Quote the book review excerpt below in full, word for word.

======== TEXT EXCERPT

Sunday, 29 June 2014


Once we Were Brothers, by Ronald H. Balson

Elliot Rosenzweig is an immensely rich Chicago philanthropist.  He has given away millions to deserving causes of every religious denomination, refusing to limit his charity exclusively to Jewish organisations, despite the fact that he is a Jew and a survivor of Auschwitz. (And he has the tattoo to prove it.)  No, there are needy, deserving souls of every stripe and colour in the world and he will help as many as he can and such is his generosity that Chicago’s mayor dubs him ‘Chicago’s Treasure’.  Life, after such horrific wartime experiences, is good indeed.
Until an elderly stranger attacks him at the Opera, screaming that Elliot is Otto Piatek, an infamous Nazi known as the ‘Butcher of Zamosc’.
Elliot is shocked to the core by the accusations, and is determined to get to the bottom of them, for he feels that a man’s worth is measured by his reputation – and despite his denials and the display of his tattoo to try to placate his accuser, Elliot knows that some mud - even a little - will always stick.
So begins Mr Balson’s story, after one of the clunkiest starts ever;  in fact I thought the first chapter was so poorly written I nearly didn’t continue, thinking the obvious:  ‘Mr Balsom, for a writer you’d make a pretty good lawyer’.  Which is one of his occupations.

================
======== RECORDS PROVIDED

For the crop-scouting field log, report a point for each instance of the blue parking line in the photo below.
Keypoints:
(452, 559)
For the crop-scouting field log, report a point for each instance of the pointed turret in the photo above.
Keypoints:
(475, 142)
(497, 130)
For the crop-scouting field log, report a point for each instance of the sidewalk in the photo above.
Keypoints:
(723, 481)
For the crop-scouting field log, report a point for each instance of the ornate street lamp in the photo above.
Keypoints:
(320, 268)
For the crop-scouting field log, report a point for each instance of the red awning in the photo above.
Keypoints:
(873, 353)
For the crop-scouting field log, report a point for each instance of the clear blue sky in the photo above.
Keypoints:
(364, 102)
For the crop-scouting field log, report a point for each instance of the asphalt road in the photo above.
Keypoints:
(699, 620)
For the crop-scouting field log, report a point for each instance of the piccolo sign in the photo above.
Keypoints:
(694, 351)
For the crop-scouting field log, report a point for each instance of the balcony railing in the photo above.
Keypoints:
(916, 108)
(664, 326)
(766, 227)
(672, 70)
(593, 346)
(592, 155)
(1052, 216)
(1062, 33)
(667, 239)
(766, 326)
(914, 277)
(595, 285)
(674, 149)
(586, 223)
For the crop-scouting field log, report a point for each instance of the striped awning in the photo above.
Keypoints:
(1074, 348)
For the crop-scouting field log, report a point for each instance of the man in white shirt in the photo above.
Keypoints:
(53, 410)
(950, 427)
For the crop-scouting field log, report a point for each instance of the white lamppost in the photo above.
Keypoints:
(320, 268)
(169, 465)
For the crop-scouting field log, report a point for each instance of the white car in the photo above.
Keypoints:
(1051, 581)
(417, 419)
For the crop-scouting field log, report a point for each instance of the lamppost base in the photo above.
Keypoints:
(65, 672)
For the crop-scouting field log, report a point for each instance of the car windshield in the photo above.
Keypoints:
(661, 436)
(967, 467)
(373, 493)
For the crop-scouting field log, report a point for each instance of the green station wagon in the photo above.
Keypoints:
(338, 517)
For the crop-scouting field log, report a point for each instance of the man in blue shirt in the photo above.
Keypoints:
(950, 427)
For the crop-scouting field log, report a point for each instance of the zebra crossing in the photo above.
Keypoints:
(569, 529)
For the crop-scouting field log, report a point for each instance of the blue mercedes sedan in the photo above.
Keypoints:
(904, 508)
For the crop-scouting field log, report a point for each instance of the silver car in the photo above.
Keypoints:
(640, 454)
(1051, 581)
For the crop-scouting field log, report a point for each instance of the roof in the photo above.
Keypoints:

================

## THE REPLY
Sunday, 29 June 2014


Once we Were Brothers, by Ronald H. Balson

Elliot Rosenzweig is an immensely rich Chicago philanthropist.  He has given away millions to deserving causes of every religious denomination, refusing to limit his charity exclusively to Jewish organisations, despite the fact that he is a Jew and a survivor of Auschwitz. (And he has the tattoo to prove it.)  No, there are needy, deserving souls of every stripe and colour in the world and he will help as many as he can and such is his generosity that Chicago’s mayor dubs him ‘Chicago’s Treasure’.  Life, after such horrific wartime experiences, is good indeed.
Until an elderly stranger attacks him at the Opera, screaming that Elliot is Otto Piatek, an infamous Nazi known as the ‘Butcher of Zamosc’.
Elliot is shocked to the core by the accusations, and is determined to get to the bottom of them, for he feels that a man’s worth is measured by his reputation – and despite his denials and the display of his tattoo to try to placate his accuser, Elliot knows that some mud - even a little - will always stick.
So begins Mr Balson’s story, after one of the clunkiest starts ever;  in fact I thought the first chapter was so poorly written I nearly didn’t continue, thinking the obvious:  ‘Mr Balsom, for a writer you’d make a pretty good lawyer’.  Which is one of his occupations.